Saved data entries
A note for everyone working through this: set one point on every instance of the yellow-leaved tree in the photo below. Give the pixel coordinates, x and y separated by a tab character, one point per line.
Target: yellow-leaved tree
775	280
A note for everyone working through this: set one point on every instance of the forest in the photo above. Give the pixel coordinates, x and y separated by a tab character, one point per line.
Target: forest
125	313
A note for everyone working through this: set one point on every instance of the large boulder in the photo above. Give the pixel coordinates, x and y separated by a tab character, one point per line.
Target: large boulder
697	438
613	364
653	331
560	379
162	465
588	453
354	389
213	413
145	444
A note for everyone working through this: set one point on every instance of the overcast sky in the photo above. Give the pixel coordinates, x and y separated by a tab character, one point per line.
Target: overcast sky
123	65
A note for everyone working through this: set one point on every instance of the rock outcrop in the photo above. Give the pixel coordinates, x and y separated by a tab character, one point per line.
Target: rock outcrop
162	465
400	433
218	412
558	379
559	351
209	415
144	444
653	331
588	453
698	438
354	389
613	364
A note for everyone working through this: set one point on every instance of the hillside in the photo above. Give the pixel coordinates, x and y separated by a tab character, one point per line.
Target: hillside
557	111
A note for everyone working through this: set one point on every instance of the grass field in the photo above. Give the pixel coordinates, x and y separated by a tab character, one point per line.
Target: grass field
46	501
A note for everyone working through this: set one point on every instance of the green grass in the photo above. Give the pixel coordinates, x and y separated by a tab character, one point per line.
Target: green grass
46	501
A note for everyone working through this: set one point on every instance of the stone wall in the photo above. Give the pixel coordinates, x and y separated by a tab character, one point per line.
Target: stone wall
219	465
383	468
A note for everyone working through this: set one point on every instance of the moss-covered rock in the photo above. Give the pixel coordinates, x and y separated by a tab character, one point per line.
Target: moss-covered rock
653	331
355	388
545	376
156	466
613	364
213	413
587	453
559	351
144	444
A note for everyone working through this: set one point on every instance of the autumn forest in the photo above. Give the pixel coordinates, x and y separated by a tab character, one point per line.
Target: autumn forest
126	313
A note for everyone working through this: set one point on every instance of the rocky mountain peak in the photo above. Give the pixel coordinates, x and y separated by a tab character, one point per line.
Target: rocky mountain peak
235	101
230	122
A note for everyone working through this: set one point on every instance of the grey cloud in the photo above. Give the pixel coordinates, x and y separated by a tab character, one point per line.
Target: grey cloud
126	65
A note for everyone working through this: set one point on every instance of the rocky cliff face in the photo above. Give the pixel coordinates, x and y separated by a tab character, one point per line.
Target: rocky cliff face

# Short task
Can you reproduce every one of the rows above, word for word?

# Problem solution
A note for everyone working through this: set one point on every instance of the yellow-leaved tree in the photo below. Give the pixel coordinates, x and y separated by a tab character, one point per line.
Target: yellow-leaved tree
775	280
A note for everyone working through this: set one point on every instance of the forest in the photo above. Give the pixel coordinates, x and y separated by a tab character, one point per line.
Target: forest
125	313
A note for everyone working through this: set one point on every instance of the large boulder in the photo above. Give the pixel coordinates, x and y separated by a tab character, one point per line.
Target: large boulder
697	438
613	364
653	331
560	379
162	465
588	453
354	389
213	413
145	444
A note for everyone working through this: set one point on every instance of the overcast sky in the photo above. Give the pixel coordinates, x and y separated by a tab character, one point per line.
Target: overcast sky
123	65
A note for everyone working through this: set one point on every instance of the rock outcrop in the photo above. Give the pixel coordinates, x and y separated by a tab character, one point per line.
Target: rock outcrop
162	465
400	433
218	412
558	379
559	351
209	415
144	444
653	331
588	453
698	438
354	389
613	364
A note for everyone working through this: set one point on every instance of the hillside in the photo above. Give the pixel coordinates, x and y separated by a tab character, one point per line.
Target: hillside
557	111
A note for everyone working through this: set one point on every instance of the grass field in the photo above. Give the pixel coordinates, x and y separated by a tab character, one point per line.
Target: grass field
46	501
A note for everyone working through this: set one point on every instance of the green grass in the photo above. Give the pixel coordinates, x and y separated by a tab character, one point per line.
Target: green grass
46	501
A note for everyone working through this: set one point on every instance of the stone wall in the photo above. Give the pixel coordinates, x and y separated by a tab character, one point per line.
Target: stone wall
219	465
383	468
A note for everyone working through this: set one point on every instance of the moss-covered rock in the photo above. Give the pixel coordinates, x and y separated by a tab character, one point per line.
Target: moss-covered rock
653	331
355	388
545	376
156	466
613	364
213	413
587	453
559	351
144	444
A note for everyone working through this: set one point on every instance of the autumn forest in the photo above. Give the pixel coordinates, x and y separated by a tab character, one point per line.
Target: autumn forest
126	313
A note for everyone working through this: set one point on every instance of the rocky mountain peak in the photo above. Give the pixel coordinates, x and y separated by a tab character, one point per line.
Target: rocky mountain peak
235	101
230	122
A note for everyone working through this: set one point on every instance of the grey cloud in the photo above. Give the pixel coordinates, x and y separated by a tab character, one point per line.
Target: grey cloud
126	65
A note for everyone working through this: set one point on every instance of the rocky cliff face in the photo above. Give the pixel coordinates, x and y separated by a tab character, one point per line.
Target: rocky cliff face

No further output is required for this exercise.